* **DATA TO USE**
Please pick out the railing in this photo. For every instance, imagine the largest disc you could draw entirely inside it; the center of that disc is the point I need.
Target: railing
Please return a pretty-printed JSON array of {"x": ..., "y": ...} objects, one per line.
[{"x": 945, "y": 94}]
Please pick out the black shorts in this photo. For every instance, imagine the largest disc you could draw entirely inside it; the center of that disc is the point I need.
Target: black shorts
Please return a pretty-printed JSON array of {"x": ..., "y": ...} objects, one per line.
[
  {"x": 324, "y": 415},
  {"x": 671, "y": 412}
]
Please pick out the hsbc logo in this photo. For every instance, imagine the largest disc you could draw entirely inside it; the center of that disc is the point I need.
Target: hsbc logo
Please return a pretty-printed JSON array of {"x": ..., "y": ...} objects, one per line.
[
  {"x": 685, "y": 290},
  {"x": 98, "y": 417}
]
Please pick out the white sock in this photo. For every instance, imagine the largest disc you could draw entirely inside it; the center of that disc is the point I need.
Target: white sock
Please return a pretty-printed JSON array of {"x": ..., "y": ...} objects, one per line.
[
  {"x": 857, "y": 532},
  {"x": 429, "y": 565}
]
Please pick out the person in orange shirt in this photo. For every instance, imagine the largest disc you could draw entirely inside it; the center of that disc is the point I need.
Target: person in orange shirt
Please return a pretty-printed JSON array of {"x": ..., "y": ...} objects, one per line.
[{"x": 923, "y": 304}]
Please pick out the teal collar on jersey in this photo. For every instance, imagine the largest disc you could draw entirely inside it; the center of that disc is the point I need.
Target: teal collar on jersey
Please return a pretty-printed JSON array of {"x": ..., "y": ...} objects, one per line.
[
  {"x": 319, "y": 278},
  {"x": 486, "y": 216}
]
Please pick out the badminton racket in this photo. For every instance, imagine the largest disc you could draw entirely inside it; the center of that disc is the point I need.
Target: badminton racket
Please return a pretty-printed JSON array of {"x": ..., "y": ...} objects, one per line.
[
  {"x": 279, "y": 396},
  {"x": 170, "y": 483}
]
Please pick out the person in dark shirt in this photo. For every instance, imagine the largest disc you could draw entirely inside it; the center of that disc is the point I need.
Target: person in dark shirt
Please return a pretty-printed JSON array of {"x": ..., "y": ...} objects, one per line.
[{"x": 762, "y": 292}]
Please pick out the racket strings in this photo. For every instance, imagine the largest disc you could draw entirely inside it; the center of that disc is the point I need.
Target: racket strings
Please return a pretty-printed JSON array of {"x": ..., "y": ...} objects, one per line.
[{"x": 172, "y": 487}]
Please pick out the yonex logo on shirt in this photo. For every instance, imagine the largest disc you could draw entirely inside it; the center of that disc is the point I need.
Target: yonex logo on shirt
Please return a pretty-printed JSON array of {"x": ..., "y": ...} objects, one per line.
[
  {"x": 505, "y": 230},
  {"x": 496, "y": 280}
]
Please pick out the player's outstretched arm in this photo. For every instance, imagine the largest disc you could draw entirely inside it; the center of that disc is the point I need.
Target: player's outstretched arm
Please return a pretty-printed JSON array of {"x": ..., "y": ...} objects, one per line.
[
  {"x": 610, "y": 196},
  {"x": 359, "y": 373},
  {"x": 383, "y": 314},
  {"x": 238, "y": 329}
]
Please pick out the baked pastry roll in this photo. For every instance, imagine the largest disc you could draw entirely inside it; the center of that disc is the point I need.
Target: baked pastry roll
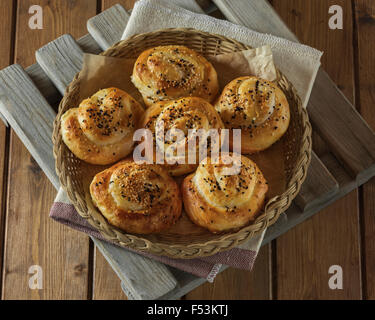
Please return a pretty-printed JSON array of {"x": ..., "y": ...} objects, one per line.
[
  {"x": 100, "y": 131},
  {"x": 137, "y": 198},
  {"x": 218, "y": 201},
  {"x": 172, "y": 72},
  {"x": 188, "y": 115},
  {"x": 259, "y": 108}
]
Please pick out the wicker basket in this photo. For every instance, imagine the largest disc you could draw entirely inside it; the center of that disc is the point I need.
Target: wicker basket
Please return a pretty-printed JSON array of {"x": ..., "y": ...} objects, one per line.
[{"x": 74, "y": 173}]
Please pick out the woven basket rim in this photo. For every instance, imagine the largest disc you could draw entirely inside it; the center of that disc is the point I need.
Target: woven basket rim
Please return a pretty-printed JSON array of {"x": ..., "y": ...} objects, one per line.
[{"x": 273, "y": 208}]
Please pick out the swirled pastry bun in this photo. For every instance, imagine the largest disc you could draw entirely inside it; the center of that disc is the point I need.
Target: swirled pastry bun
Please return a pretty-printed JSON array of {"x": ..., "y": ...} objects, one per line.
[
  {"x": 218, "y": 201},
  {"x": 259, "y": 108},
  {"x": 137, "y": 198},
  {"x": 172, "y": 72},
  {"x": 184, "y": 115},
  {"x": 100, "y": 131}
]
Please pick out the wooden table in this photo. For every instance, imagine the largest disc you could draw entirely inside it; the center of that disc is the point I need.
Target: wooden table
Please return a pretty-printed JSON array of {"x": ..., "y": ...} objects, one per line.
[{"x": 295, "y": 266}]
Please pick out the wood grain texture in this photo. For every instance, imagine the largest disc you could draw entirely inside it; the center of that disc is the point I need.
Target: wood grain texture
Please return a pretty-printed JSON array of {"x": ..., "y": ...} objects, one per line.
[
  {"x": 319, "y": 186},
  {"x": 31, "y": 237},
  {"x": 6, "y": 51},
  {"x": 305, "y": 253},
  {"x": 365, "y": 32}
]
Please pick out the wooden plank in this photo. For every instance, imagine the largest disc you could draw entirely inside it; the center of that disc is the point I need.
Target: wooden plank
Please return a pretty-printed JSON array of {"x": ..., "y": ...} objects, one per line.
[
  {"x": 365, "y": 31},
  {"x": 306, "y": 252},
  {"x": 6, "y": 51},
  {"x": 31, "y": 237},
  {"x": 28, "y": 105},
  {"x": 319, "y": 186},
  {"x": 7, "y": 39},
  {"x": 343, "y": 129},
  {"x": 61, "y": 60}
]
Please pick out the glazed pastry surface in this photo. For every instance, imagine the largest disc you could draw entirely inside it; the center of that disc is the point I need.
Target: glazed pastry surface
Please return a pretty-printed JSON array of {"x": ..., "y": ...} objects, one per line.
[
  {"x": 259, "y": 108},
  {"x": 137, "y": 198},
  {"x": 220, "y": 201},
  {"x": 173, "y": 72},
  {"x": 100, "y": 131}
]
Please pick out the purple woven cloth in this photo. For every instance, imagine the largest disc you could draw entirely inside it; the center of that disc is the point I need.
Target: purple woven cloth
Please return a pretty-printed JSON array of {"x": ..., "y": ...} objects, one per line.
[{"x": 208, "y": 267}]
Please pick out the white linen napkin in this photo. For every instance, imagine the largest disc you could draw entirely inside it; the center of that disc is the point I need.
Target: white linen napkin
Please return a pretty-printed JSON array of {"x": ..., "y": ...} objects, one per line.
[{"x": 298, "y": 62}]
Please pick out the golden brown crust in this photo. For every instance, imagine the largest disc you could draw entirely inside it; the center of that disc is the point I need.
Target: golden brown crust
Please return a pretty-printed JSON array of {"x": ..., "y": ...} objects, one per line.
[
  {"x": 220, "y": 202},
  {"x": 173, "y": 72},
  {"x": 100, "y": 131},
  {"x": 184, "y": 114},
  {"x": 256, "y": 106},
  {"x": 137, "y": 198}
]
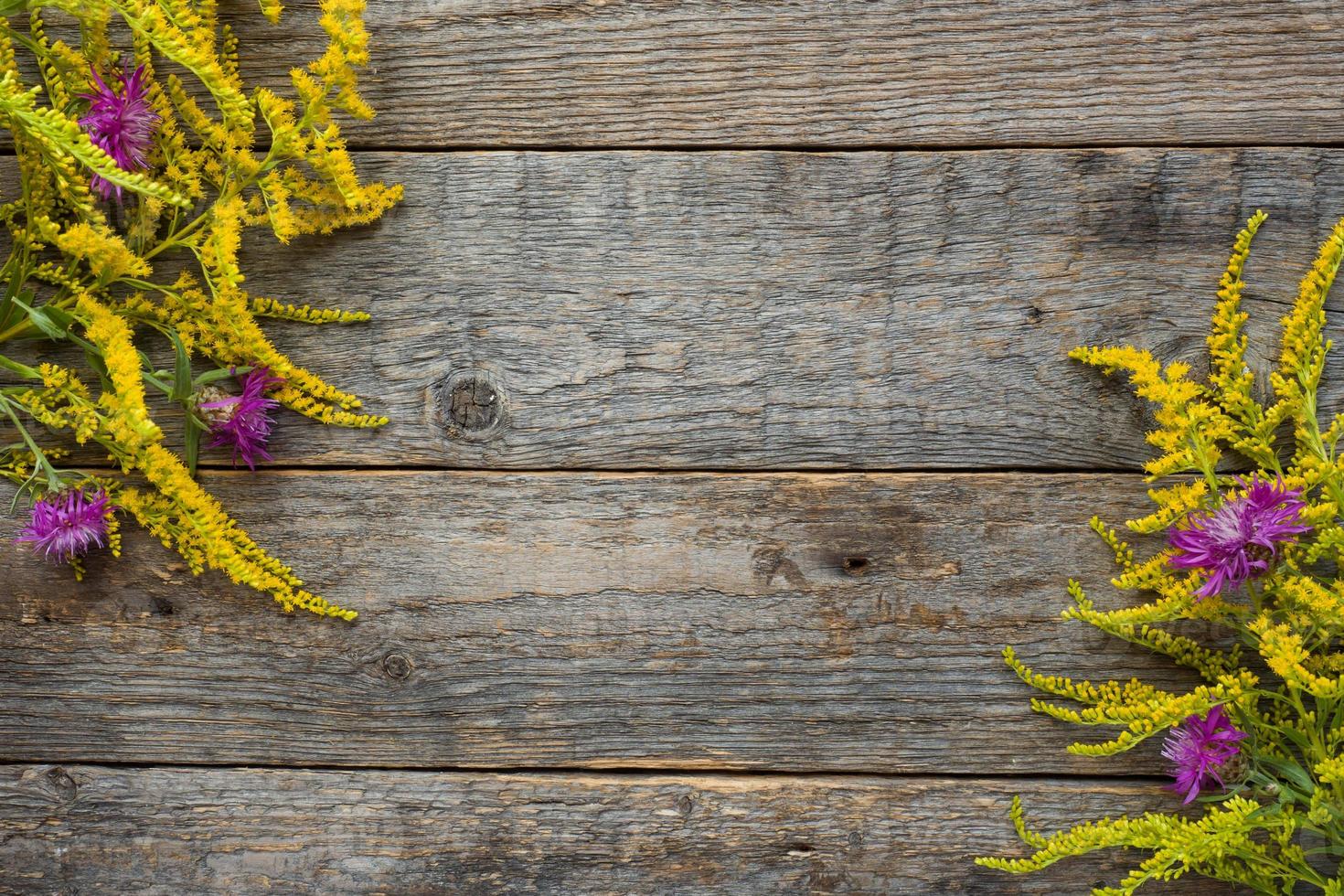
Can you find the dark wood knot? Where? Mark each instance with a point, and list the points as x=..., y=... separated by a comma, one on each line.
x=62, y=784
x=398, y=667
x=857, y=566
x=471, y=406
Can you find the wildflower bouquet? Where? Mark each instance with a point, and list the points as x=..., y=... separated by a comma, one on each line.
x=142, y=159
x=1254, y=750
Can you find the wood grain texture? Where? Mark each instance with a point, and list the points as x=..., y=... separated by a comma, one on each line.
x=243, y=830
x=654, y=621
x=785, y=311
x=818, y=73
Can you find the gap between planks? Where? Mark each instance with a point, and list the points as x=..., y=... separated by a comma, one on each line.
x=615, y=772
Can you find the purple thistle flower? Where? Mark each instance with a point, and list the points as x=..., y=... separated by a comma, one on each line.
x=120, y=123
x=1199, y=752
x=1238, y=540
x=68, y=524
x=242, y=422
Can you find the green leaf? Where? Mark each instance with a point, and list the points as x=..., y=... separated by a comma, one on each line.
x=191, y=448
x=182, y=384
x=53, y=321
x=222, y=374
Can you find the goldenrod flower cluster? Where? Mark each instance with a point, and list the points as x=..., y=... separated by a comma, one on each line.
x=1254, y=539
x=125, y=248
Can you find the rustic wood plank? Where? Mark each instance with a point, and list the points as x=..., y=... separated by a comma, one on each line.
x=684, y=621
x=242, y=830
x=545, y=73
x=785, y=311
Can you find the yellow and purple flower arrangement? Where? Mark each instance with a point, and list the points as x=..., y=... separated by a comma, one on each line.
x=125, y=229
x=1253, y=749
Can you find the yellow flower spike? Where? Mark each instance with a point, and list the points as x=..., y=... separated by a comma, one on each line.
x=212, y=169
x=1284, y=726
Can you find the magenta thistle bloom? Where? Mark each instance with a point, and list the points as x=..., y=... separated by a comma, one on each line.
x=68, y=524
x=122, y=123
x=1199, y=752
x=242, y=422
x=1238, y=540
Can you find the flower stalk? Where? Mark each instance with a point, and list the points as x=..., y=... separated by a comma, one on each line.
x=1257, y=749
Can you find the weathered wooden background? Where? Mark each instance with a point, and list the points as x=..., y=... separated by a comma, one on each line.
x=732, y=437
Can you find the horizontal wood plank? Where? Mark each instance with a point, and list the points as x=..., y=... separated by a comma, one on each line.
x=785, y=311
x=243, y=830
x=683, y=621
x=568, y=73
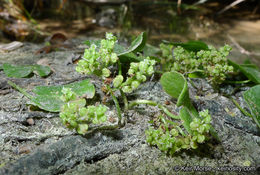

* **REQUIREMENT**
Reproduce the lines from the one containing "Please pick out the swirled" through the one containing "Target: swirled pastry bun", swapping "pastry bun" for "sweet roll" wherever it occurs and leaving all other text unchanged.

* **TASK OUTPUT**
Please pick out the swirled sweet roll in this photo. For every instance, imagine the largest disc you could draw entirely inside it; the center of that disc is the point I need.
Target: swirled sweet roll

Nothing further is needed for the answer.